> **ACTIVITY**: Print the records exactly. Every mark must remain.

> **MATERIAL SUPPLIED**:

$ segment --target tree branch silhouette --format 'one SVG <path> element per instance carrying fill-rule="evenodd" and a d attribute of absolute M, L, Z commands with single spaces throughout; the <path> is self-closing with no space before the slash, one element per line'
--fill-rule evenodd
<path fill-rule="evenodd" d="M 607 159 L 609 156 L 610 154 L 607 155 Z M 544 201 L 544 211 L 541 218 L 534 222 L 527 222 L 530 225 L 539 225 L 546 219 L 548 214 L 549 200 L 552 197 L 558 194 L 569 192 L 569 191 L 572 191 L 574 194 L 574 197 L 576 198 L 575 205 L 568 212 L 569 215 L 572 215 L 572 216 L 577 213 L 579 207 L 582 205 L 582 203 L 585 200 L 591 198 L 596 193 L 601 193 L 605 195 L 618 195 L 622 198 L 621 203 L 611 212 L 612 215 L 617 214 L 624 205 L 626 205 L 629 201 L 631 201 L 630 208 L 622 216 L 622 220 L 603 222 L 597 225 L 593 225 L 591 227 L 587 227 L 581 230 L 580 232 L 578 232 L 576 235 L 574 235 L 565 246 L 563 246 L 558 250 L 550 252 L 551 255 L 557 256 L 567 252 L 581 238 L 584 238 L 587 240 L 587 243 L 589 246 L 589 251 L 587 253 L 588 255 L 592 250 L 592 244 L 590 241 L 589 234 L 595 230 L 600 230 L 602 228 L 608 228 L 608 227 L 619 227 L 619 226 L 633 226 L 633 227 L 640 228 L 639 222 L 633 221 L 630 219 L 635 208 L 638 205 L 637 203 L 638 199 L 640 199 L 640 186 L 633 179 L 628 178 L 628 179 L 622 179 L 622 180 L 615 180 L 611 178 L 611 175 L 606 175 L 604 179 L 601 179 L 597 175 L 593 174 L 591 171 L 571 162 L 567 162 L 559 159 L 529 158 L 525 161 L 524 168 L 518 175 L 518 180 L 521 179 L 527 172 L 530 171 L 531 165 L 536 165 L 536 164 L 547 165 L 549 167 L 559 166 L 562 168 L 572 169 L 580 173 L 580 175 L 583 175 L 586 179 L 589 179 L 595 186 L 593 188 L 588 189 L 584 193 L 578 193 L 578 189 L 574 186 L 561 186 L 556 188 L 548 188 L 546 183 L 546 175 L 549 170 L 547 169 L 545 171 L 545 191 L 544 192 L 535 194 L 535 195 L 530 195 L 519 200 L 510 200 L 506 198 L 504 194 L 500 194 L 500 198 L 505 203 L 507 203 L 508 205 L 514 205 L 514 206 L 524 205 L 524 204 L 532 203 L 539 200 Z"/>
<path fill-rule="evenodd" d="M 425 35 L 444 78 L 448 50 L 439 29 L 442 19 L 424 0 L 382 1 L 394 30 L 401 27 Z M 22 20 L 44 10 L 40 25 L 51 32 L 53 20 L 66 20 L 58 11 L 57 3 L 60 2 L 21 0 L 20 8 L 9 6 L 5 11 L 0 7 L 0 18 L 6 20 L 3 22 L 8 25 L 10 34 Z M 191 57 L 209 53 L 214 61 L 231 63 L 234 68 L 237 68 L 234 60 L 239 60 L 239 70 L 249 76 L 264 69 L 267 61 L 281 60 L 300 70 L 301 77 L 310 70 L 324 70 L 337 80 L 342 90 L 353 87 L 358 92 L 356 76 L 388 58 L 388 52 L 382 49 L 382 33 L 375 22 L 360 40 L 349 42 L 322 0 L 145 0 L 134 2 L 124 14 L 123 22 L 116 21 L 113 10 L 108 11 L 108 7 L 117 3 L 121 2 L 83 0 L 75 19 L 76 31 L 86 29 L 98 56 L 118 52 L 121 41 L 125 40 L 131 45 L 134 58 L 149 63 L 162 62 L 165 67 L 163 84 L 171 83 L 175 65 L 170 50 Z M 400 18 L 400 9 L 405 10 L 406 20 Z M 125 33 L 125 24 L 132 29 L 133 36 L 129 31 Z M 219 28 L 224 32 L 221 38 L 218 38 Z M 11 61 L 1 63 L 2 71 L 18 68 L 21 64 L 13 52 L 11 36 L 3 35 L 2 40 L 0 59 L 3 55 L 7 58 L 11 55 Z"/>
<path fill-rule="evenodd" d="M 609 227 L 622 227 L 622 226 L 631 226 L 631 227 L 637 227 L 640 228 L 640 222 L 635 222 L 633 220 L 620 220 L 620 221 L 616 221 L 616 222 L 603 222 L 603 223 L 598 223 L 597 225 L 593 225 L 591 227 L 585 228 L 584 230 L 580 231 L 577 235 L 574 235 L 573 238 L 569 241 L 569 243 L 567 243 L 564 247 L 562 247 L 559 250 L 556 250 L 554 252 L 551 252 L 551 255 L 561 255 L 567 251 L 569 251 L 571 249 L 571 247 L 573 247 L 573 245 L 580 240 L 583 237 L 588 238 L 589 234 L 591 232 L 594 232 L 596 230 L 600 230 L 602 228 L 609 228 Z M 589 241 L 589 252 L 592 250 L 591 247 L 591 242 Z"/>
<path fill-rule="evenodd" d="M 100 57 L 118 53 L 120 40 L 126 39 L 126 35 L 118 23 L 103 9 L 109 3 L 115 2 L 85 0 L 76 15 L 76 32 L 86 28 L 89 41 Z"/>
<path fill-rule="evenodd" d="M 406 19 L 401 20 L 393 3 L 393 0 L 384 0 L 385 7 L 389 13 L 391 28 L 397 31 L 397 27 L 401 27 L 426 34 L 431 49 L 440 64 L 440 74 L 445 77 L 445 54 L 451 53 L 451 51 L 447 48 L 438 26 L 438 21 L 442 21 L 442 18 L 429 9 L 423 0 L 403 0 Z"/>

> **TASK SOLUTION**:
$ segment --target tree branch silhouette --format 'one SVG <path> element per instance carrying fill-rule="evenodd" and a d attribute of absolute M, L, Z commands with single spaces throughout; the <path> is self-closing with no space before the slash, one element per line'
--fill-rule evenodd
<path fill-rule="evenodd" d="M 607 159 L 609 156 L 610 154 L 607 155 Z M 544 201 L 544 211 L 541 218 L 534 222 L 527 222 L 530 225 L 539 225 L 546 219 L 548 214 L 549 200 L 552 197 L 558 194 L 569 192 L 569 191 L 572 191 L 574 194 L 574 197 L 576 198 L 575 205 L 568 212 L 569 215 L 572 215 L 572 216 L 577 213 L 579 207 L 582 205 L 582 203 L 585 200 L 591 198 L 596 193 L 601 193 L 605 195 L 618 195 L 622 198 L 621 203 L 611 212 L 612 215 L 617 214 L 624 205 L 626 205 L 629 201 L 631 201 L 630 208 L 622 216 L 622 220 L 603 222 L 597 225 L 593 225 L 591 227 L 587 227 L 581 230 L 580 232 L 578 232 L 576 235 L 574 235 L 565 246 L 563 246 L 558 250 L 550 252 L 551 255 L 557 256 L 567 252 L 581 238 L 584 238 L 587 240 L 587 243 L 589 246 L 589 251 L 587 253 L 588 255 L 592 250 L 592 244 L 590 241 L 589 234 L 595 230 L 600 230 L 602 228 L 608 228 L 608 227 L 619 227 L 619 226 L 633 226 L 633 227 L 640 228 L 639 222 L 633 221 L 630 219 L 635 208 L 638 205 L 637 203 L 638 199 L 640 199 L 640 186 L 633 179 L 628 178 L 628 179 L 622 179 L 622 180 L 615 180 L 611 178 L 611 175 L 606 175 L 604 179 L 601 179 L 597 175 L 593 174 L 591 171 L 571 162 L 567 162 L 559 159 L 529 158 L 525 161 L 524 168 L 518 175 L 518 180 L 521 179 L 527 172 L 530 171 L 531 165 L 536 165 L 536 164 L 547 165 L 549 167 L 559 166 L 562 168 L 572 169 L 580 173 L 580 175 L 583 175 L 586 179 L 589 179 L 595 186 L 593 188 L 588 189 L 584 193 L 578 193 L 578 189 L 574 186 L 561 186 L 556 188 L 548 188 L 546 183 L 546 175 L 549 170 L 547 169 L 545 171 L 545 191 L 544 192 L 535 194 L 535 195 L 530 195 L 519 200 L 510 200 L 506 198 L 504 194 L 500 194 L 500 198 L 505 203 L 507 203 L 508 205 L 514 205 L 514 206 L 524 205 L 524 204 L 532 203 L 539 200 Z"/>
<path fill-rule="evenodd" d="M 425 35 L 444 78 L 448 50 L 439 29 L 442 19 L 424 0 L 382 1 L 394 30 L 401 27 Z M 22 20 L 44 10 L 40 25 L 51 32 L 53 20 L 66 20 L 58 11 L 57 3 L 60 2 L 21 0 L 20 8 L 9 6 L 5 11 L 0 7 L 0 18 L 6 20 L 3 22 L 8 25 L 10 34 Z M 191 57 L 209 53 L 214 61 L 231 63 L 234 68 L 237 68 L 234 60 L 239 60 L 239 70 L 249 76 L 264 69 L 267 61 L 281 60 L 300 70 L 301 77 L 310 70 L 324 70 L 337 80 L 342 90 L 353 87 L 358 92 L 356 76 L 388 58 L 388 52 L 382 49 L 382 33 L 375 22 L 360 40 L 349 42 L 322 0 L 145 0 L 134 2 L 124 14 L 123 22 L 116 21 L 113 10 L 108 11 L 108 7 L 117 3 L 121 2 L 83 0 L 75 19 L 76 31 L 86 29 L 98 56 L 118 52 L 121 41 L 125 40 L 131 45 L 134 58 L 149 63 L 162 62 L 165 67 L 163 84 L 171 83 L 175 65 L 170 50 Z M 400 18 L 400 9 L 405 10 L 406 20 Z M 125 33 L 125 24 L 132 29 L 133 36 L 129 31 Z M 219 28 L 224 32 L 221 38 L 218 38 Z M 11 61 L 1 63 L 2 71 L 18 68 L 21 64 L 13 52 L 11 36 L 3 35 L 2 40 L 0 59 L 3 55 L 7 58 L 11 55 Z"/>
<path fill-rule="evenodd" d="M 609 227 L 622 227 L 622 226 L 631 226 L 631 227 L 637 227 L 640 228 L 640 222 L 635 222 L 633 220 L 620 220 L 620 221 L 616 221 L 616 222 L 603 222 L 603 223 L 598 223 L 597 225 L 593 225 L 591 227 L 585 228 L 584 230 L 580 231 L 577 235 L 574 235 L 573 238 L 569 241 L 569 243 L 567 243 L 564 247 L 562 247 L 559 250 L 556 250 L 554 252 L 551 252 L 551 255 L 561 255 L 567 251 L 569 251 L 571 249 L 571 247 L 573 247 L 573 245 L 580 240 L 583 237 L 588 238 L 589 234 L 591 232 L 594 232 L 596 230 L 600 230 L 602 228 L 609 228 Z M 589 241 L 589 252 L 592 250 L 591 247 L 591 242 Z"/>
<path fill-rule="evenodd" d="M 100 57 L 118 53 L 120 40 L 126 39 L 126 35 L 118 23 L 103 9 L 109 3 L 115 2 L 85 0 L 76 15 L 76 32 L 86 28 L 89 41 Z"/>
<path fill-rule="evenodd" d="M 406 19 L 401 20 L 393 3 L 393 0 L 384 0 L 385 7 L 389 13 L 391 28 L 397 31 L 397 27 L 401 27 L 426 34 L 431 49 L 440 64 L 440 74 L 445 77 L 445 54 L 451 53 L 451 51 L 447 48 L 438 26 L 438 21 L 442 21 L 442 18 L 429 9 L 423 0 L 403 0 Z"/>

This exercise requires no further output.